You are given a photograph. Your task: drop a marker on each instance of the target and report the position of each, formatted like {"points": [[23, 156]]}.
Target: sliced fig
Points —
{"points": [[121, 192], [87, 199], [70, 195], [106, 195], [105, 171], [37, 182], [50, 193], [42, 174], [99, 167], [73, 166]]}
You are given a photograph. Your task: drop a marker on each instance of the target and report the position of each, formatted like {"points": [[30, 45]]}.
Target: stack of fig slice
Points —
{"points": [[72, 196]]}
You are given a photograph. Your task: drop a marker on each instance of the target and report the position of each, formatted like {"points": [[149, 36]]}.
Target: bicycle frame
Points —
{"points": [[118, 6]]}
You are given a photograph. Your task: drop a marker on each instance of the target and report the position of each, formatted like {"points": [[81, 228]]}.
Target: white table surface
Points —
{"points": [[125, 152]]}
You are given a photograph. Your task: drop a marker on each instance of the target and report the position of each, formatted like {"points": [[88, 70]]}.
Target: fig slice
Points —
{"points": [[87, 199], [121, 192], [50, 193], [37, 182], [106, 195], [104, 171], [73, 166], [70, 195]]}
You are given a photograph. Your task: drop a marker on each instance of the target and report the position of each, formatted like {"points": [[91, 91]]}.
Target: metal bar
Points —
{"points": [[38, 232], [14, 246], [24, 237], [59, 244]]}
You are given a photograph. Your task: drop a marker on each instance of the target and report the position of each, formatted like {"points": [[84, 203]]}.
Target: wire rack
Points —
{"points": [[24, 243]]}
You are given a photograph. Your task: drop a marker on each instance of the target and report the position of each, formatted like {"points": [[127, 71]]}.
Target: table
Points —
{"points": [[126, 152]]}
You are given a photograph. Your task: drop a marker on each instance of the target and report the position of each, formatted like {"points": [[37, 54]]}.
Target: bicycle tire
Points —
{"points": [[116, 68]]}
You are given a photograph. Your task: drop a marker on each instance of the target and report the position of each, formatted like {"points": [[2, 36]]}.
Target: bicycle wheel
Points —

====

WORK ITEM -
Each entry must appear again in the answer exactly as written.

RESULT -
You are given a photograph. Your task: drop a marker on each instance of the target and report the position of each, formatted like {"points": [[23, 156]]}.
Target: sliced fig
Points —
{"points": [[121, 192], [87, 199], [70, 195], [106, 195], [105, 171], [37, 182], [50, 193], [42, 174], [99, 167], [73, 166]]}
You are given a photograph. Your task: drop a marker on each instance of the target and report the position of each, formatted like {"points": [[30, 45]]}.
Target: stack of fig slice
Points —
{"points": [[72, 196]]}
You are given a photograph. Your task: drop a marker on each instance of the target and report the position of each, formatted like {"points": [[149, 36]]}.
Target: bicycle frame
Points —
{"points": [[118, 6]]}
You are given a photograph. Your task: drop a marker on each instance of the target and report the position of each, formatted like {"points": [[81, 228]]}.
Target: white table surface
Points —
{"points": [[125, 152]]}
You are given a photograph. Your task: drop a marker on each instance of the target and report the position of each, formatted like {"points": [[88, 70]]}.
Target: fig slice
Points —
{"points": [[87, 199], [121, 192], [50, 193], [37, 182], [106, 195], [104, 171], [73, 166], [70, 195]]}
You are given a photograph. Your task: drop a marker on each instance of the target and report the position of each, formatted like {"points": [[91, 91]]}.
Target: metal bar
Points —
{"points": [[38, 232], [14, 246], [24, 237], [59, 244]]}
You are given a photograph. Your task: drop a marker on each instance of the target and report the position of each, formatted like {"points": [[84, 203]]}.
Target: wire rack
Points —
{"points": [[24, 243]]}
You are given a photograph. Your task: drop a marker on each instance of the target and report the position of each, formatted like {"points": [[127, 71]]}.
Target: table
Points —
{"points": [[126, 152]]}
You are given a photograph. Your task: drop a marker on each instance of the target and report the position of each, formatted like {"points": [[37, 54]]}.
Target: bicycle tire
Points —
{"points": [[116, 68]]}
You are given a photograph. Your task: drop a marker on each instance of the target and report the position of each, formatted like {"points": [[2, 36]]}.
Target: bicycle wheel
Points —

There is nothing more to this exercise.